SELECTED PASSAGE:

America’s Taxi: The 1956 Checker A8

Introduced in 1956, the Checker A8 launched a series of taxis that loyally served America’s cities for nearly half a century. 

 

 

Created in the early ’20s by Chicago businessman Morris Markin, a Russian immigrant who made his first fortune as a clothier, Checker Motors was both an operator of taxi fleets and a taxicab manufacturer. The company’s history is a rich and complicated one, but for our purposes here the story begins in 1954, when the city of New York enacted new regulations that required Checker to redesign its taxi fleet. The resulting design, the 1956 Checker A8, was the first in a series of familiar taxis that served the cities of America for five decades.

 

Credit for the A8’s handsome but almost painfully plain bodywork often goes to designer Raymond Dietrich of LeBaron fame, who had an association with the company. However, Dietrich himself reportedly denied any role in the styling. More interesting than the bland sheet metal, perhaps, was its manner of construction: All the exterior panels were of heavy-gauge steel and bolted on for ease of repair—a clever and useful feature in a taxi. Front and rear bumpers were interchangeable.

The studio clay model above accurately captures the production A8 look, but shows a different grille than was eventually adopted. When the next model in the series, the four-headlamp A9, was introduced in 1958, the styling was extremely similar, but in fact all the outer stampings were changed.

GIVEN TASK 1: Return the part of the Checker A8 article from "Credit for the" to "bumpers were interchangeable.", word for word.

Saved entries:

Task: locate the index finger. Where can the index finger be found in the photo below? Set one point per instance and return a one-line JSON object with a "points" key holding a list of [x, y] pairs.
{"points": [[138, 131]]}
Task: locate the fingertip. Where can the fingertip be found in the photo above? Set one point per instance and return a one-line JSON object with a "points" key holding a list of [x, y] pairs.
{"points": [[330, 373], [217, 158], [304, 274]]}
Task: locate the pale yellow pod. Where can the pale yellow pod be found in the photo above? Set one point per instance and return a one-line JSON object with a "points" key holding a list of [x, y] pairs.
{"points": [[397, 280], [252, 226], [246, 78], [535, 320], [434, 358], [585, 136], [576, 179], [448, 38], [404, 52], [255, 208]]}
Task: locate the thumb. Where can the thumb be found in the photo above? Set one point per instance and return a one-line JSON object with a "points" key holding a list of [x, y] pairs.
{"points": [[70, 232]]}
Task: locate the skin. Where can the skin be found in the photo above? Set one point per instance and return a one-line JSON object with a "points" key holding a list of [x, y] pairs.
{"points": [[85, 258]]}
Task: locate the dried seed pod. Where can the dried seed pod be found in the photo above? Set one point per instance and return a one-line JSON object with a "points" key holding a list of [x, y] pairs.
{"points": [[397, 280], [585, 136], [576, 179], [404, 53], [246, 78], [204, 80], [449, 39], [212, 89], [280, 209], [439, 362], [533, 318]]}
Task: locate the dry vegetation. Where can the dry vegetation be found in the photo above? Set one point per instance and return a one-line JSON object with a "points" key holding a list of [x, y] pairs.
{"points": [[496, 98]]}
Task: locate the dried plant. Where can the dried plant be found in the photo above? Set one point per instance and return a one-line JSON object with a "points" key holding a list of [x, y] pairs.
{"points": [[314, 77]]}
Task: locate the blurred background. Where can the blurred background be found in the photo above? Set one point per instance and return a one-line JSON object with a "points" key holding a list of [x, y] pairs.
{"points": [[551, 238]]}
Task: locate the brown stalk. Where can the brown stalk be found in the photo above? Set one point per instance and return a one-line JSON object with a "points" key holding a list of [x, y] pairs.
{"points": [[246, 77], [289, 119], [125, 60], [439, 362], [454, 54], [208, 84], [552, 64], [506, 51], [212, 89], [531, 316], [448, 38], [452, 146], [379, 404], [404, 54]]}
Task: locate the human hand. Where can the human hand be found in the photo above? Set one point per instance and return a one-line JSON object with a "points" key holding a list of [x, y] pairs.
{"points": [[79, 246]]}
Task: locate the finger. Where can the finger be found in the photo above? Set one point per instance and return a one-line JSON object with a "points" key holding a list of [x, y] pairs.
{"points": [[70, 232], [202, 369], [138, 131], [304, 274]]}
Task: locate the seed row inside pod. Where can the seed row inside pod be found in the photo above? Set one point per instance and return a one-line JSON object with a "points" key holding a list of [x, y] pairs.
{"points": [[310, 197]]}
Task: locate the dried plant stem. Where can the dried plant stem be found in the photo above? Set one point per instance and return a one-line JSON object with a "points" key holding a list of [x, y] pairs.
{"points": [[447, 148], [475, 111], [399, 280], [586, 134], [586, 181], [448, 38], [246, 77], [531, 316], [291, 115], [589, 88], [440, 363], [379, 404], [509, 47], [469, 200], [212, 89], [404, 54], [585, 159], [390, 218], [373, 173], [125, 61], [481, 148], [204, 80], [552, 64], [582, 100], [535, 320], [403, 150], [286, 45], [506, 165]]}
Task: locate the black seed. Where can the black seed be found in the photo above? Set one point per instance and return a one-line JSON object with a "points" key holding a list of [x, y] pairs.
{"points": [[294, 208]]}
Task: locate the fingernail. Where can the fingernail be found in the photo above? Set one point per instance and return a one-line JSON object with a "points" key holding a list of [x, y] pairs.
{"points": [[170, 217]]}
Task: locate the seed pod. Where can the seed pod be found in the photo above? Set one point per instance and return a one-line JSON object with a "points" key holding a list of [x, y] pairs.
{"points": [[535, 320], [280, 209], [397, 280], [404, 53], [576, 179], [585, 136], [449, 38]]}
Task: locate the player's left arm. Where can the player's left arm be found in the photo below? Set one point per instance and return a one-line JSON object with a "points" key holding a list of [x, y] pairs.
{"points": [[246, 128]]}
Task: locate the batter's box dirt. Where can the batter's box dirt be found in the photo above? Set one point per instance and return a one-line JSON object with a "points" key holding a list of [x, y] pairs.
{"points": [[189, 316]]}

GIVEN TASK 2: Output the Saved entries listing as a numbered list, from the line with "Task: locate the player's" through the last line of the listing, leaving out blank lines.

EXERCISE SOLUTION 1:
Credit for the A8’s handsome but almost painfully plain bodywork often goes to designer Raymond Dietrich of LeBaron fame, who had an association with the company. However, Dietrich himself reportedly denied any role in the styling. More interesting than the bland sheet metal, perhaps, was its manner of construction: All the exterior panels were of heavy-gauge steel and bolted on for ease of repair—a clever and useful feature in a taxi. Front and rear bumpers were interchangeable.

EXERCISE SOLUTION 2:
1. Task: locate the player's left arm. Where can the player's left arm be found in the photo below? Set one point per instance and return a one-line JSON object with a "points" key holding a list of [x, y] pairs.
2. {"points": [[246, 128]]}
3. Task: locate the batter's box dirt. Where can the batter's box dirt be found in the photo above? Set one point per instance and return a one-line JSON object with a "points" key holding a list of [x, y] pairs.
4. {"points": [[189, 316]]}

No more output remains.